▶ _PROVIDED PASSAGE_:

- The paper proposes a mutual information-based iterative prompting method to quantify epistemic uncertainty and flag potential hallucinations.
- It employs a pseudo joint distribution and calibration algorithm to distinguish between epistemic and aleatoric uncertainty in LLM outputs.
- Experimental results on TriviaQA, AmbigQA, and WordNet demonstrate superior performance in detecting hallucinations compared to standard methods.
To Believe or Not to Believe Your LLM
Introduction
This paper addresses a critical problem in LLMs: understanding and quantifying uncertainty in their outputs to detect when a response may involve hallucination. Hallucination in LLMs refers to generating text that is syntactically and semantically correct but factually incorrect or nonsensical within the given context. The paper introduces novel methods to quantify and differentiate between epistemic and aleatoric uncertainties in LLM outputs, with applications in preventing hallucinations.
Uncertainty in LLMs
The paper distinguishes between epistemic uncertainty, which is related to model ignorance (due to limited knowledge or inadequate modeling), and aleatoric uncertainty, which stems from inherent randomness (such as when multiple responses could be equally valid). The authors propose an information-theoretic approach to detect high epistemic uncertainty and, consequently, potential hallucination. The idea is that when epistemic uncertainty is high, the LLM's response is likely unreliable.

[Records from a collection]
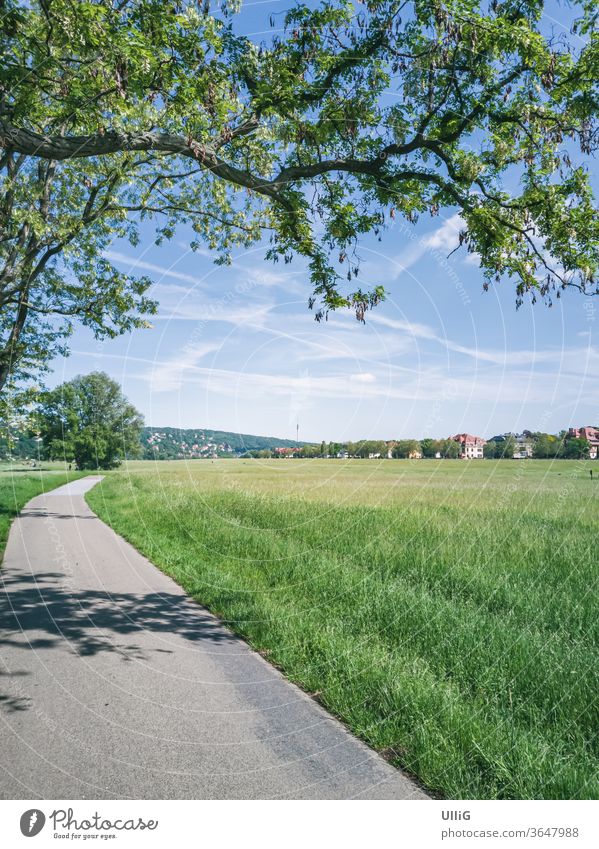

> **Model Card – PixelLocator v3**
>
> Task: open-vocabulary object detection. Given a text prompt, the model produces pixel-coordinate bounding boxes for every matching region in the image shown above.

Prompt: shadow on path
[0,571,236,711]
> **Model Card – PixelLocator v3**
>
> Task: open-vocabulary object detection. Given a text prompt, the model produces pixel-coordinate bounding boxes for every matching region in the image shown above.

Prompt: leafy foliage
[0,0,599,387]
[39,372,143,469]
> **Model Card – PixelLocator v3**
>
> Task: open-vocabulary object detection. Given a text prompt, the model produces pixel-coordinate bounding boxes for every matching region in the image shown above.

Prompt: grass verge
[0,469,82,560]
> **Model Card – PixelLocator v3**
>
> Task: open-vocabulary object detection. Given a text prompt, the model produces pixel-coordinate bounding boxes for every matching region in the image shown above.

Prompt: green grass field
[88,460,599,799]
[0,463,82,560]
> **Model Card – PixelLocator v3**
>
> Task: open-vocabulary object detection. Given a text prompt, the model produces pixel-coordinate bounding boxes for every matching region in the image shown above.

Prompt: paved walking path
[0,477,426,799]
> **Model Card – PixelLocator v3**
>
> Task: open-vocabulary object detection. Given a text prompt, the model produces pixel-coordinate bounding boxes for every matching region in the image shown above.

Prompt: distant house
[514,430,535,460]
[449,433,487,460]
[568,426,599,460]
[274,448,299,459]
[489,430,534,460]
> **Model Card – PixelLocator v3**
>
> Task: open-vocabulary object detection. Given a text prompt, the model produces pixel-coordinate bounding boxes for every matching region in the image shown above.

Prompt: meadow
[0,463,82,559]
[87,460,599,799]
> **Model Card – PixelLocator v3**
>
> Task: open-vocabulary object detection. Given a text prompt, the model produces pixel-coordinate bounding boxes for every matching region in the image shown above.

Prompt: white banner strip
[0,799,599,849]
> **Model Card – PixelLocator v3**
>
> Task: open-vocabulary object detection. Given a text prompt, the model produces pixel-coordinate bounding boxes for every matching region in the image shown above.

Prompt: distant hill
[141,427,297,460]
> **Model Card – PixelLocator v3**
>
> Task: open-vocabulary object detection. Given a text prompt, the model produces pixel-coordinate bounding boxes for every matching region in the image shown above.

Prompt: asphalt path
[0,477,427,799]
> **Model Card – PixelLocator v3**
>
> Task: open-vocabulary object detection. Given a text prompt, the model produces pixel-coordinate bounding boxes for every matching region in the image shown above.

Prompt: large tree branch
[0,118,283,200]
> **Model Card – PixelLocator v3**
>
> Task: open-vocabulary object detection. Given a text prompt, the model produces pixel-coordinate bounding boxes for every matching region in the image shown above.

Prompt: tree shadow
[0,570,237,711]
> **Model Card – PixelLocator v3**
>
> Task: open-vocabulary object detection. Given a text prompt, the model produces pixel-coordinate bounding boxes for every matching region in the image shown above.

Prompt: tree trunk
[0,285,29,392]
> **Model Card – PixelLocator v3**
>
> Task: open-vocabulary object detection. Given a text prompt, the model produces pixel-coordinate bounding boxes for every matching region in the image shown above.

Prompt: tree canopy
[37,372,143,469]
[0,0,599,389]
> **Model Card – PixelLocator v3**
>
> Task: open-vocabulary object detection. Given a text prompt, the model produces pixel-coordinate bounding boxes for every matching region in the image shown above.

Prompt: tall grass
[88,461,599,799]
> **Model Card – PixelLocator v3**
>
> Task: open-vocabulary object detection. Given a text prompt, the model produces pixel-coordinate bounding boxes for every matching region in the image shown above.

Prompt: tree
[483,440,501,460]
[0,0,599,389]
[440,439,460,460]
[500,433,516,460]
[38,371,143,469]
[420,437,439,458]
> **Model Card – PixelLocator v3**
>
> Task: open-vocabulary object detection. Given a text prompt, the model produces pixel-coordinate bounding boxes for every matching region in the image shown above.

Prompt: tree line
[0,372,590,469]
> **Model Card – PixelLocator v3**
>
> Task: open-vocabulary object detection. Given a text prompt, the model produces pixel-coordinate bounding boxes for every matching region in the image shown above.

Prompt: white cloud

▶ _EXERCISE INSTRUCTIONS_:
A. In the paper summary, write out the text from "- The paper" up to and including "to standard methods.", substituting "SQuAD" for "WordNet".
B. Do the following statements agree with the paper summary? Answer yes or no for each, and quote the words of the summary that decide it.
(i) The method for flagging potential hallucinations is based on mutual information.
(ii) Aleatoric uncertainty is described as arising from the model's limited knowledge.
(iii) High epistemic uncertainty indicates that the LLM's response is likely unreliable.
C. List every dataset that the paper summary names as part of its experimental results.

▶ _RESULTS BY TASK_:
A.
- The paper proposes a mutual information-based iterative prompting method to quantify epistemic uncertainty and flag potential hallucinations.
- It employs a pseudo joint distribution and calibration algorithm to distinguish between epistemic and aleatoric uncertainty in LLM outputs.
- Experimental results on TriviaQA, AmbigQA, and SQuAD demonstrate superior performance in detecting hallucinations compared to standard methods.

B.
(i) Yes: "a mutual information-based iterative prompting method to quantify epistemic uncertainty and flag potential hallucinations"
(ii) No: "aleatoric uncertainty, which stems from inherent randomness"
(iii) Yes: "when epistemic uncertainty is high, the LLM's response is likely unreliable"

C. TriviaQA, AmbigQA, WordNet